[Named object pointing entries]

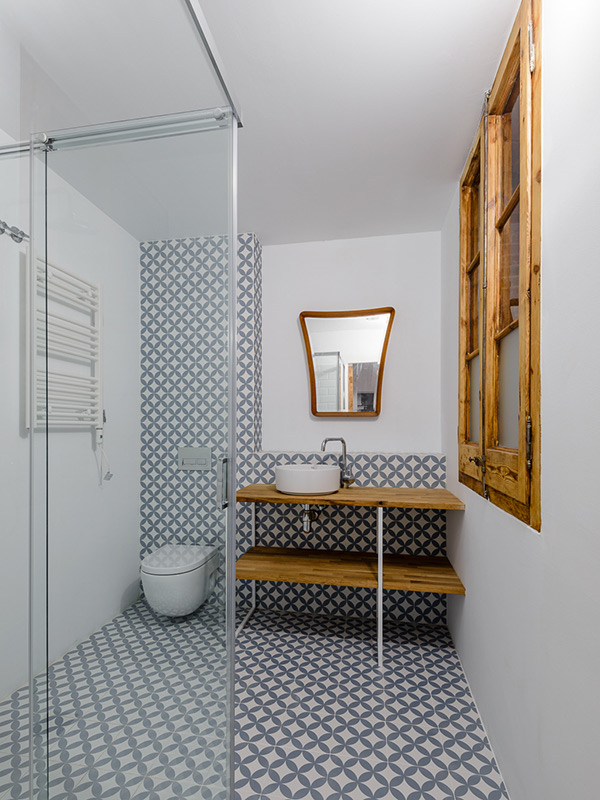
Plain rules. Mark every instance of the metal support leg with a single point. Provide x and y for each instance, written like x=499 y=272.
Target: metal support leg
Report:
x=240 y=627
x=380 y=587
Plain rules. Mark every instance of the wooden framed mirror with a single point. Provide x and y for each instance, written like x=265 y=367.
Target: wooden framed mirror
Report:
x=345 y=351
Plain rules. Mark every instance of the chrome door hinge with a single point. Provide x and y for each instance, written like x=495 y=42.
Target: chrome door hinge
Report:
x=531 y=48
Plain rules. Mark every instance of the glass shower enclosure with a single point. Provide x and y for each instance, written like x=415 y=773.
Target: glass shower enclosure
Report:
x=130 y=289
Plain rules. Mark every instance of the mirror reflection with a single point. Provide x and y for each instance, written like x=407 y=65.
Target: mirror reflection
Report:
x=346 y=353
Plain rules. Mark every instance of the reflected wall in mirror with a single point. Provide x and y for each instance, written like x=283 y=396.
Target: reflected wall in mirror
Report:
x=346 y=354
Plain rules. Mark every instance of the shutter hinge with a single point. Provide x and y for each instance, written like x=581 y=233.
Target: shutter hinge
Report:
x=531 y=48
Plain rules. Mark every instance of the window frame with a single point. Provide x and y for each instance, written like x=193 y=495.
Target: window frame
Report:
x=508 y=477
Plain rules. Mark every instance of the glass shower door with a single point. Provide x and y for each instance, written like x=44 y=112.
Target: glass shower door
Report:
x=133 y=229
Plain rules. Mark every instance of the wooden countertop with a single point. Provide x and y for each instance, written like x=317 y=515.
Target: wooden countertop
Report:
x=375 y=496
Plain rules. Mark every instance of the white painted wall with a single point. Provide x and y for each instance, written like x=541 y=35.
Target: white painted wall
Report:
x=94 y=531
x=527 y=631
x=402 y=271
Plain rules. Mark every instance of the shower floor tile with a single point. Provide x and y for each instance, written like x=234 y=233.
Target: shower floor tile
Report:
x=315 y=718
x=137 y=710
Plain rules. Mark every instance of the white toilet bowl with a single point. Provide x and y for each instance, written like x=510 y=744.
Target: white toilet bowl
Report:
x=177 y=578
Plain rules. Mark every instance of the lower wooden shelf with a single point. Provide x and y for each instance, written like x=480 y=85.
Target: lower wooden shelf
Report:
x=344 y=568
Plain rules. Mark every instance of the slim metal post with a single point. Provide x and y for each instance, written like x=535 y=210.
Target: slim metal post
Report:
x=240 y=627
x=380 y=587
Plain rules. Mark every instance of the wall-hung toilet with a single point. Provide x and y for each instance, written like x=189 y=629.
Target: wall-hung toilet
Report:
x=177 y=578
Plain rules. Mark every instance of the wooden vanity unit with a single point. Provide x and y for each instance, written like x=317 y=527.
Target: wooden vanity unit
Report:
x=347 y=568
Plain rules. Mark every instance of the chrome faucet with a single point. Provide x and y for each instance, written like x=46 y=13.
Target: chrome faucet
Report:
x=346 y=476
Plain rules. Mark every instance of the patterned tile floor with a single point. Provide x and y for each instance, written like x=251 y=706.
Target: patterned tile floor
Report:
x=315 y=719
x=137 y=712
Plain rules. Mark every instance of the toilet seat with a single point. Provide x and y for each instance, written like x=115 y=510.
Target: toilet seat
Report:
x=175 y=559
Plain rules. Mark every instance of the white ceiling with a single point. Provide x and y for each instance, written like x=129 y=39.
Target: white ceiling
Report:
x=357 y=116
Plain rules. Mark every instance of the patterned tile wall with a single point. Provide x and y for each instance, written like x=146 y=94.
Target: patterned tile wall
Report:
x=184 y=374
x=414 y=532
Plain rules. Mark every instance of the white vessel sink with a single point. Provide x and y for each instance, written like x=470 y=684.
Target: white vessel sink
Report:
x=307 y=478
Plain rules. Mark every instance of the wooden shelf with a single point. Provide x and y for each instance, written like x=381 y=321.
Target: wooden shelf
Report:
x=343 y=568
x=375 y=496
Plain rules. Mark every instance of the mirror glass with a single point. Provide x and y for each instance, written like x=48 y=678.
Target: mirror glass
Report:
x=346 y=354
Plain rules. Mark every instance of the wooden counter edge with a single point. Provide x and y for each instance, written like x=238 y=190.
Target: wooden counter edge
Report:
x=365 y=496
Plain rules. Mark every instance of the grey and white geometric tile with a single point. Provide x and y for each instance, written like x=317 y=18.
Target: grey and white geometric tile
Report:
x=143 y=698
x=407 y=732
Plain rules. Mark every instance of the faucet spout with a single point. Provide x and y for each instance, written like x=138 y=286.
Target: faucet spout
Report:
x=346 y=476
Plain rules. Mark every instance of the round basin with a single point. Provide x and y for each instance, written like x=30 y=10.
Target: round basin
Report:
x=307 y=478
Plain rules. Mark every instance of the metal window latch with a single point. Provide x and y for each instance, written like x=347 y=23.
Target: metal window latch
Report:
x=529 y=445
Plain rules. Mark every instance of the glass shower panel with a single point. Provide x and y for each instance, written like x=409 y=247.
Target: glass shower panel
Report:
x=23 y=697
x=139 y=265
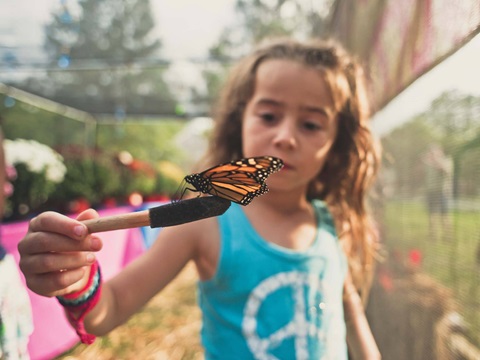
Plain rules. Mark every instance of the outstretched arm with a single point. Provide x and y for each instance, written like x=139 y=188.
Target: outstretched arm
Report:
x=361 y=343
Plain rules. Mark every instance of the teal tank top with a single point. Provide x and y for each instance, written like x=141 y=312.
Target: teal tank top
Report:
x=270 y=302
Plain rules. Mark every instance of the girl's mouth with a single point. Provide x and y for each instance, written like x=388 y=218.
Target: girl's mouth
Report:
x=287 y=166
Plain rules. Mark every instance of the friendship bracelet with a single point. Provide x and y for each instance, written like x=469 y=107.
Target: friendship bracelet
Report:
x=81 y=302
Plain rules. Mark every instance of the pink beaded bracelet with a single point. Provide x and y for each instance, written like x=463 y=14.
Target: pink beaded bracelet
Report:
x=82 y=301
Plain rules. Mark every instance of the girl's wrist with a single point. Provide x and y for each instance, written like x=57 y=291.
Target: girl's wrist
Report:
x=79 y=303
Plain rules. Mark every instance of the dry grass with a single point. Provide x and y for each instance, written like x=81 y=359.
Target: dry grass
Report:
x=167 y=328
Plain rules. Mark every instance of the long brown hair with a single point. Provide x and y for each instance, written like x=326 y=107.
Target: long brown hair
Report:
x=354 y=158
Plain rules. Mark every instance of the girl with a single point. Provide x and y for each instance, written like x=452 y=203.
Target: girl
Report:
x=273 y=278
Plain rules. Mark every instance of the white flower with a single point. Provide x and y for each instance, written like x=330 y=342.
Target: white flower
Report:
x=36 y=157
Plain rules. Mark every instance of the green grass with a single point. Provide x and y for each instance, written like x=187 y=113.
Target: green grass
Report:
x=449 y=253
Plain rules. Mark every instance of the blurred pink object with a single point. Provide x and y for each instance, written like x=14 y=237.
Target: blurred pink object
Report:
x=11 y=174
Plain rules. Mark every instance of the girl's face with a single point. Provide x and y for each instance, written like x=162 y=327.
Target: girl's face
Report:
x=290 y=116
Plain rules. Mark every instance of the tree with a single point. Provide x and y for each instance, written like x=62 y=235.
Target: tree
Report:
x=104 y=59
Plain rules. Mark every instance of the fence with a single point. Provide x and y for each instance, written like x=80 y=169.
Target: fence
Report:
x=425 y=302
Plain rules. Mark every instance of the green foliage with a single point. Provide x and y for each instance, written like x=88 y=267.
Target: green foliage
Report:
x=31 y=191
x=149 y=140
x=107 y=60
x=92 y=178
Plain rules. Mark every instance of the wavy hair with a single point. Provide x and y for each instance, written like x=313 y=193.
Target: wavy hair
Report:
x=354 y=158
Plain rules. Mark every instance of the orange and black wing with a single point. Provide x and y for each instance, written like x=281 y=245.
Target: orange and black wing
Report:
x=239 y=181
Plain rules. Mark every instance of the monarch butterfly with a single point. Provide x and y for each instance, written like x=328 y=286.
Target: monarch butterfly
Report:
x=239 y=181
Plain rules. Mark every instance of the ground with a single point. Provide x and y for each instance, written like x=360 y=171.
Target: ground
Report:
x=167 y=328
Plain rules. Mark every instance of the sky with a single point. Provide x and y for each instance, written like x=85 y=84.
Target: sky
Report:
x=458 y=72
x=189 y=27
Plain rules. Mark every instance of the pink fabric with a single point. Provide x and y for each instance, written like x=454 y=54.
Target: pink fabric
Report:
x=52 y=334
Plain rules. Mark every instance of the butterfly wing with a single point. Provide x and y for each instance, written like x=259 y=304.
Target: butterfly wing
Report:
x=239 y=181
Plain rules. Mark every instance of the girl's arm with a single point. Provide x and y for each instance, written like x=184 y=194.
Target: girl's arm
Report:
x=361 y=343
x=133 y=287
x=55 y=257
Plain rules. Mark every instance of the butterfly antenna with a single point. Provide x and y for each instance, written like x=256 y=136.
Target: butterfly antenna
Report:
x=182 y=189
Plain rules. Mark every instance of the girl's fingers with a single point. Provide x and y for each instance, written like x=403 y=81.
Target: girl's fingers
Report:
x=53 y=222
x=55 y=262
x=56 y=283
x=42 y=242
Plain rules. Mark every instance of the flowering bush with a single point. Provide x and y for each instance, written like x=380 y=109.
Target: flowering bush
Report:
x=39 y=169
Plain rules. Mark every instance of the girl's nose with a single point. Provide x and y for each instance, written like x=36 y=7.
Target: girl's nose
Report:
x=285 y=136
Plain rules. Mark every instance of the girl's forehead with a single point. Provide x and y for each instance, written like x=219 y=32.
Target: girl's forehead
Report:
x=291 y=79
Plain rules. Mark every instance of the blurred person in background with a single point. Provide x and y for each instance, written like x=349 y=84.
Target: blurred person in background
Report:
x=15 y=309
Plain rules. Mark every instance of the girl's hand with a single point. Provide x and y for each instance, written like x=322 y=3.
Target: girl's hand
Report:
x=56 y=253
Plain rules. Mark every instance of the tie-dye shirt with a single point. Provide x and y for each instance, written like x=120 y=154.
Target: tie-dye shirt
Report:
x=270 y=302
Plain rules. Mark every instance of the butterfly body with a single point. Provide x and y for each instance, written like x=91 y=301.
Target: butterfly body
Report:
x=239 y=181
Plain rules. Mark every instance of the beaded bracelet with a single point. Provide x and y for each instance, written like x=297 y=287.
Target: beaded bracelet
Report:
x=82 y=301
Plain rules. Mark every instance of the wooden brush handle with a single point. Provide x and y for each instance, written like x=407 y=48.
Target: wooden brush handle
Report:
x=116 y=222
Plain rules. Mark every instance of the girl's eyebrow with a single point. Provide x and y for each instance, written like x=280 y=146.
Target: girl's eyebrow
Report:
x=320 y=110
x=311 y=109
x=267 y=101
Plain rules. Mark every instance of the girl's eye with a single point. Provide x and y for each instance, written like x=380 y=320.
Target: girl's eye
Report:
x=311 y=126
x=267 y=117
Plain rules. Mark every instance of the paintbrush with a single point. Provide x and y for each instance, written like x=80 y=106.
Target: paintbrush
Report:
x=175 y=213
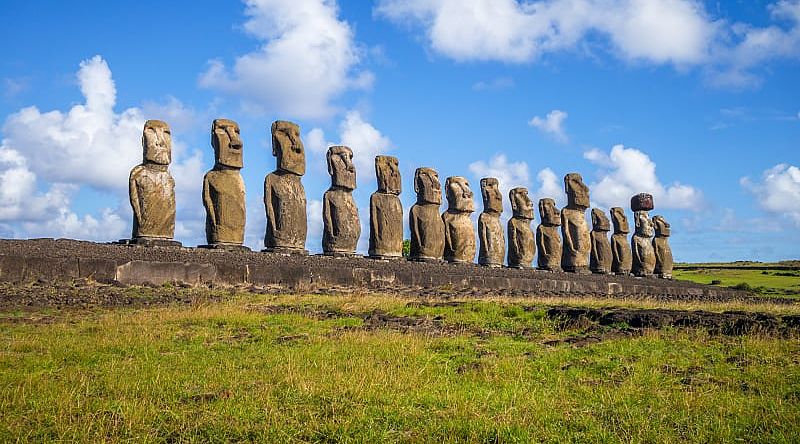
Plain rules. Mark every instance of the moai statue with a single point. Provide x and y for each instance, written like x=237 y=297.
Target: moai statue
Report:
x=600 y=260
x=427 y=227
x=223 y=189
x=386 y=211
x=644 y=258
x=548 y=238
x=459 y=233
x=662 y=249
x=620 y=247
x=152 y=189
x=574 y=230
x=284 y=195
x=521 y=243
x=341 y=227
x=490 y=230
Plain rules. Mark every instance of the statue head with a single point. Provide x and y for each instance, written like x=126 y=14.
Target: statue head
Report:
x=388 y=174
x=227 y=143
x=550 y=214
x=492 y=199
x=619 y=220
x=156 y=143
x=288 y=148
x=427 y=186
x=521 y=204
x=459 y=195
x=340 y=167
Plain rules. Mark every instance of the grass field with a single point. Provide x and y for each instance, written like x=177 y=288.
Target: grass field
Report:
x=317 y=369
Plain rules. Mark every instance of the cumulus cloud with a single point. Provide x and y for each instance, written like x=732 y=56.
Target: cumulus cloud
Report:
x=306 y=58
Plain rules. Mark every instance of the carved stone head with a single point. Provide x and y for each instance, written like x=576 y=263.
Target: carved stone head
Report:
x=550 y=214
x=340 y=167
x=577 y=192
x=620 y=220
x=227 y=143
x=492 y=199
x=388 y=174
x=521 y=204
x=288 y=148
x=427 y=186
x=156 y=143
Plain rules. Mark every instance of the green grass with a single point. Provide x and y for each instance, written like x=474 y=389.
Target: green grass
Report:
x=232 y=371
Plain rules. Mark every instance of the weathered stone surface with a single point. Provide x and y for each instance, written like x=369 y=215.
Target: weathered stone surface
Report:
x=151 y=187
x=386 y=211
x=621 y=260
x=459 y=233
x=223 y=187
x=427 y=227
x=490 y=231
x=341 y=227
x=574 y=229
x=284 y=195
x=661 y=248
x=548 y=237
x=521 y=242
x=600 y=261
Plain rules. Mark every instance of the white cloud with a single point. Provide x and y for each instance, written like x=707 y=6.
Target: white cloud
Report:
x=306 y=58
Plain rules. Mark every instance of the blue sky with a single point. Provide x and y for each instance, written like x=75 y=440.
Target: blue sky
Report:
x=696 y=102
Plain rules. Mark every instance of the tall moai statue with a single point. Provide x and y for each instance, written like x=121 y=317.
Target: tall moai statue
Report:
x=341 y=227
x=459 y=233
x=151 y=189
x=621 y=258
x=521 y=243
x=427 y=227
x=223 y=189
x=492 y=240
x=284 y=195
x=644 y=258
x=386 y=211
x=600 y=260
x=548 y=237
x=574 y=230
x=662 y=249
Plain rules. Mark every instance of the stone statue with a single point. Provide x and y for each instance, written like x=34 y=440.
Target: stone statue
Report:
x=386 y=211
x=521 y=243
x=548 y=238
x=574 y=230
x=600 y=260
x=341 y=227
x=427 y=227
x=661 y=247
x=223 y=189
x=152 y=189
x=284 y=195
x=490 y=230
x=620 y=247
x=459 y=233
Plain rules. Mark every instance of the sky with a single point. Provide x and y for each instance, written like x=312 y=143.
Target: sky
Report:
x=695 y=102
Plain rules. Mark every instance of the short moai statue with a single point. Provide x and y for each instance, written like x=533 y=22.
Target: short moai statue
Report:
x=662 y=249
x=151 y=189
x=223 y=189
x=548 y=237
x=574 y=229
x=492 y=240
x=459 y=233
x=620 y=247
x=521 y=243
x=427 y=227
x=600 y=260
x=386 y=211
x=284 y=195
x=341 y=227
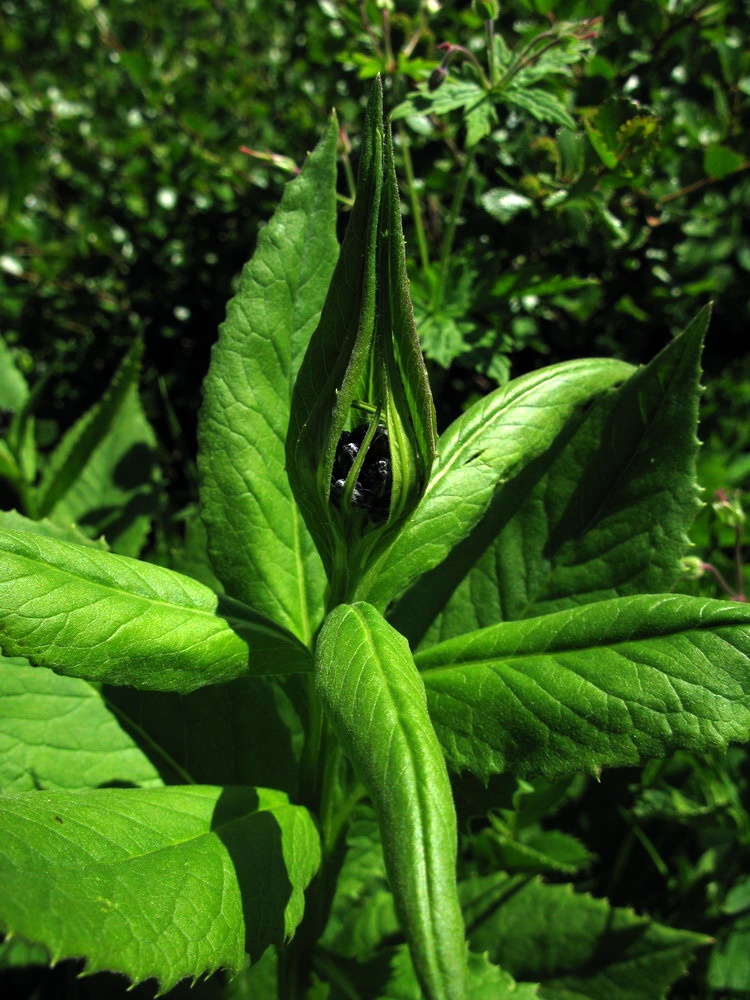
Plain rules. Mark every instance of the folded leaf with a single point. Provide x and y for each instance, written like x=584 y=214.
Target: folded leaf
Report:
x=57 y=732
x=609 y=684
x=482 y=449
x=162 y=882
x=104 y=617
x=259 y=545
x=572 y=944
x=375 y=701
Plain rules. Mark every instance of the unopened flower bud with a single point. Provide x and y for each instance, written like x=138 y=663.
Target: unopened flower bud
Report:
x=361 y=436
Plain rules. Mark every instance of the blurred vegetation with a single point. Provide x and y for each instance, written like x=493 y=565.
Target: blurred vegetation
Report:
x=577 y=185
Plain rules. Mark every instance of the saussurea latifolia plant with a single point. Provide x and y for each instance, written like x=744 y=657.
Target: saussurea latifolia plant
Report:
x=267 y=764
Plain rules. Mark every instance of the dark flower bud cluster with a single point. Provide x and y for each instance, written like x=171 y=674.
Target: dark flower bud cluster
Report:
x=372 y=490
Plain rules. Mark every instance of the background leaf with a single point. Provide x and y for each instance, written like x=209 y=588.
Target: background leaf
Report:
x=57 y=732
x=241 y=733
x=108 y=618
x=608 y=684
x=114 y=493
x=163 y=882
x=574 y=945
x=259 y=545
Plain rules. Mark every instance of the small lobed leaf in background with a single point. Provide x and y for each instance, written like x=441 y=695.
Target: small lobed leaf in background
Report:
x=258 y=543
x=105 y=617
x=605 y=513
x=162 y=883
x=57 y=733
x=607 y=684
x=572 y=944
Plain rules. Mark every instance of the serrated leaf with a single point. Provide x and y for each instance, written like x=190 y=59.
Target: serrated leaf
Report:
x=259 y=545
x=160 y=883
x=451 y=95
x=545 y=107
x=13 y=387
x=573 y=944
x=608 y=684
x=542 y=851
x=109 y=618
x=57 y=733
x=362 y=913
x=374 y=699
x=605 y=514
x=488 y=444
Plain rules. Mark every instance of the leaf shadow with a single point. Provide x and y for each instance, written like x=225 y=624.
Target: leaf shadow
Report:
x=253 y=839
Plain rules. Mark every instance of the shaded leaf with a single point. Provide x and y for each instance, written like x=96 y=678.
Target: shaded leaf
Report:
x=57 y=732
x=572 y=944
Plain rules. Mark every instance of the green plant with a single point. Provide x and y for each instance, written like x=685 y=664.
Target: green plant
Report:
x=291 y=724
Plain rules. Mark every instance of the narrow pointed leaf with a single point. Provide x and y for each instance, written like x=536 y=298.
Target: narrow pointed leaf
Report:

### INSTRUCTION:
Write out the lines as a numbered list, starting at the beginning of the entries and ending at the line that contains "x=345 y=351", with blank lines dropped and the pictures left out.

### COMPLETE RESPONSE:
1. Plain rules. Mark every instance of the metal support leg with a single point. Provide x and y for each instance, written like x=499 y=272.
2. Target: metal support leg
3. Report:
4. x=240 y=627
5. x=380 y=587
6. Plain rules. Mark every instance of the wooden framed mirror with a single point. Provide x and y for each instance, written like x=265 y=367.
7. Target: wooden framed mirror
8. Report:
9. x=345 y=351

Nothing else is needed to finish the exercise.